> _To do_: Carry on the mailing-list thread about NUMA live migration testing from the point where it stops.

> _Document text_:
*-*-*
[nova] NUMA live migration - mostly how it's tested

Luyao Zhong luyao.zhong at intel.com
Tue Mar 5 07:40:46 UTC 2019



On 2019/3/3 下午9:18, Sean Mooney wrote:
> On Sat, 2019-03-02 at 04:38 +0000, Zhong, Luyao wrote:
>>
>>
>>> 在 2019年3月1日,下午9:30,Sean Mooney <smooney at redhat.com> 写道:
>>>
>>>> On Fri, 2019-03-01 at 17:30 +0800, Luyao Zhong wrote:
>>>> Hi all,
>>>>
>>>> There was something wrong with the live migration when using 'dedicated'
>>>> cpu_policy in my test. Attached file contains the details.
>>>>
>>>> The message body will be so big that it will be held if I attach the
>>>> debug info, so I will send another email.
>>>
>>>
>>> looking at your original email  you stated that
>>>
>>> # VM server_on_host1 cpu pinning info
>>>   <cputune>
>>>     <shares>4096</shares>
>>>     <vcpupin vcpu='0' cpuset='43'/>
>>>     <vcpupin vcpu='1' cpuset='7'/>
>>>     <vcpupin vcpu='2' cpuset='16'/>
>>>     <vcpupin vcpu='3' cpuset='52'/>
>>>     <emulatorpin cpuset='7,16,43,52'/>
>>>   </cputune>
>>>   <numatune>
>>>     <memory mode='strict' nodeset='0'/>
>>>     <memnode cellid='0' mode='strict' nodeset='0'/>
>>>   </numatune>
>>>
>>>
>>> # VM server_on_host2 cpu pinning info (before migration)
*-*-*
> _Given records_:
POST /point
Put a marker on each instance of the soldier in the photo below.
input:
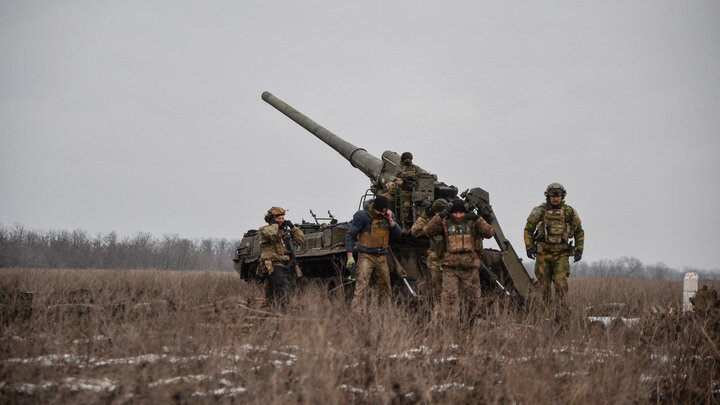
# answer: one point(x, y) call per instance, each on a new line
point(436, 249)
point(463, 232)
point(405, 177)
point(372, 229)
point(549, 229)
point(275, 254)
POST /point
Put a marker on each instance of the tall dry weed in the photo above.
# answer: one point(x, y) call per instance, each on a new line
point(150, 336)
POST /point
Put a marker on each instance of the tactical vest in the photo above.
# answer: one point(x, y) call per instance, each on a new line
point(379, 235)
point(459, 237)
point(437, 244)
point(553, 228)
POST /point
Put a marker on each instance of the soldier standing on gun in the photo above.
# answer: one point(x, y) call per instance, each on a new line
point(405, 177)
point(548, 231)
point(275, 255)
point(437, 247)
point(371, 229)
point(463, 232)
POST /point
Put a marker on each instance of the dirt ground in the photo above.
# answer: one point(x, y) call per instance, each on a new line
point(102, 336)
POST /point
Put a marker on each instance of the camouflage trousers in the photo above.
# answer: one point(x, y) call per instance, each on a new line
point(456, 280)
point(375, 266)
point(553, 268)
point(435, 268)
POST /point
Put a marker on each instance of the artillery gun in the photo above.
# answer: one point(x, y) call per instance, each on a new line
point(323, 253)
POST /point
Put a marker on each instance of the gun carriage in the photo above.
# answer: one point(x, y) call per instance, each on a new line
point(322, 255)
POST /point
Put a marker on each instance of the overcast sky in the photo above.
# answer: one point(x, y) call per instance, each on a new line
point(146, 116)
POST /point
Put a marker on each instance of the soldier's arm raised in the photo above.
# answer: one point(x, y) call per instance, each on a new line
point(298, 235)
point(484, 229)
point(355, 227)
point(434, 227)
point(417, 228)
point(578, 232)
point(530, 227)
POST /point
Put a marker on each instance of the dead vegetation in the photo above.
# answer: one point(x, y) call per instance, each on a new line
point(151, 336)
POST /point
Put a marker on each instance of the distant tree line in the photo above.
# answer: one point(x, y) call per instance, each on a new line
point(631, 267)
point(77, 249)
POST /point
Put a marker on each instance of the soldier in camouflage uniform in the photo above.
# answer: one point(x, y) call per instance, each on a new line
point(437, 246)
point(405, 177)
point(549, 229)
point(371, 228)
point(463, 232)
point(275, 255)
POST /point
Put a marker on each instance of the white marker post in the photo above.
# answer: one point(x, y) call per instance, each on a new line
point(689, 290)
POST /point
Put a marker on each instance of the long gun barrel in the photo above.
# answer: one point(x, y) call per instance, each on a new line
point(358, 157)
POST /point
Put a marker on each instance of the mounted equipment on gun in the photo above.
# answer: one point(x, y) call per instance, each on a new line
point(323, 254)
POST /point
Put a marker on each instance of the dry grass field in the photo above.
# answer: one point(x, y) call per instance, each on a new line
point(150, 336)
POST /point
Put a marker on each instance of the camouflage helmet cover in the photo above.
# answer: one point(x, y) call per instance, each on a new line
point(275, 211)
point(555, 189)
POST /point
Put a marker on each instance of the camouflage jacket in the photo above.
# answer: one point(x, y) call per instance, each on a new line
point(467, 253)
point(437, 247)
point(553, 227)
point(272, 245)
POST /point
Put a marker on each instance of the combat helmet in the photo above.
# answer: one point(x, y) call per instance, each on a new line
point(439, 205)
point(276, 211)
point(272, 213)
point(555, 189)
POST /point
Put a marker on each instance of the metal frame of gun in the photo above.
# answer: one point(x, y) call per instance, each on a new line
point(293, 264)
point(493, 277)
point(402, 271)
point(330, 218)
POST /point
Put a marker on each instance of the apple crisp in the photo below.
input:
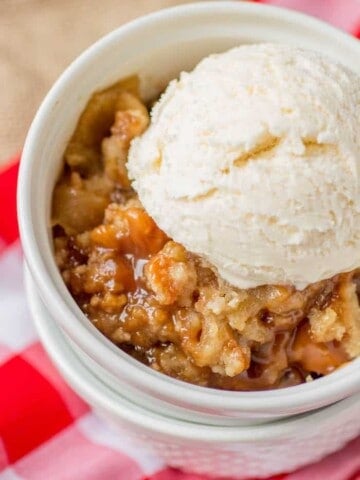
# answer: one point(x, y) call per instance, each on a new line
point(166, 306)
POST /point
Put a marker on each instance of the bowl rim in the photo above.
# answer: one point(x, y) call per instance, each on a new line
point(102, 395)
point(328, 389)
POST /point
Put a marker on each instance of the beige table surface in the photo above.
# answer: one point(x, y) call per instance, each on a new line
point(38, 39)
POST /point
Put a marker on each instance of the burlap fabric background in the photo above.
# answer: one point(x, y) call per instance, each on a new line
point(38, 39)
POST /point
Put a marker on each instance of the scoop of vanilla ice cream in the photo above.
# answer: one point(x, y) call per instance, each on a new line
point(252, 161)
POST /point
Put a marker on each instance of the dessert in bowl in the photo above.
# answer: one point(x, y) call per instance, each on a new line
point(252, 282)
point(119, 56)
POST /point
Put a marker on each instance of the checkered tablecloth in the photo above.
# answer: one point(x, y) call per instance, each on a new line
point(46, 431)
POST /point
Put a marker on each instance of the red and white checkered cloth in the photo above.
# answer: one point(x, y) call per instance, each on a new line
point(46, 431)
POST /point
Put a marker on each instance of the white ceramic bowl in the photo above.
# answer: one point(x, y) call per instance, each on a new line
point(157, 47)
point(240, 452)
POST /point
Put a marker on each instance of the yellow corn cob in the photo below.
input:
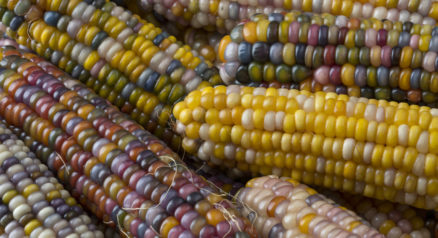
*-*-*
> _Written reply_:
>>>   <cputune>
>>>     <shares>4096</shares>
>>>     <vcpupin vcpu='0' cpuset='43'/>
>>>     <vcpupin vcpu='1' cpuset='7'/>
>>>     <vcpupin vcpu='2' cpuset='16'/>
>>>     <vcpupin vcpu='3' cpuset='52'/>
>>>     <emulatorpin cpuset='7,16,43,52'/>
>>>   </cputune>
>>>   <numatune>
>>>     <memory mode='strict' nodeset='0'/>
>>>     <memnode cellid='0' mode='strict' nodeset='0'/>
>>>   </numatune>
>>>
>>> however looking at the full domain
>>> server_on_host1 was
>>> <cputune>
>>>     <shares>4096</shares>
>>>     <vcpupin vcpu='0' cpuset='43'/>
>>>     <vcpupin vcpu='1' cpuset='7'/>
>>>     <vcpupin vcpu='2' cpuset='16'/>
>>>     <vcpupin vcpu='3' cpuset='52'/>
>>>     <emulatorpin cpuset='7,16,43,52'/>
>>>   </cputune>
>>>
>>> but server_on_host2 was
>>> <cputune>
>>>     <shares>4096</shares>
>>>     <vcpupin vcpu='0' cpuset='2'/>
>>>     <vcpupin vcpu='1' cpuset='38'/>
>>>     <vcpupin vcpu='2' cpuset='8'/>
>>>     <vcpupin vcpu='3' cpuset='44'/>
>>>     <emulatorpin cpuset='2,8,38,44'/>
>>>
>>> assuming the full xml attached for server_on_host2 is correct
>>> then this shows that the code is working correctly as it nolonger overlaps.
>>>
>>
>> I use virsh dumpxml to get the full xml, and I usually use virsh edit to see the xml, so I didn’t notice this
>> difference before. When using virsh edit ,I can see the overlaps. I’m not sure why I will get different results
>> between “virsh edit” and “virsh dumpxml”?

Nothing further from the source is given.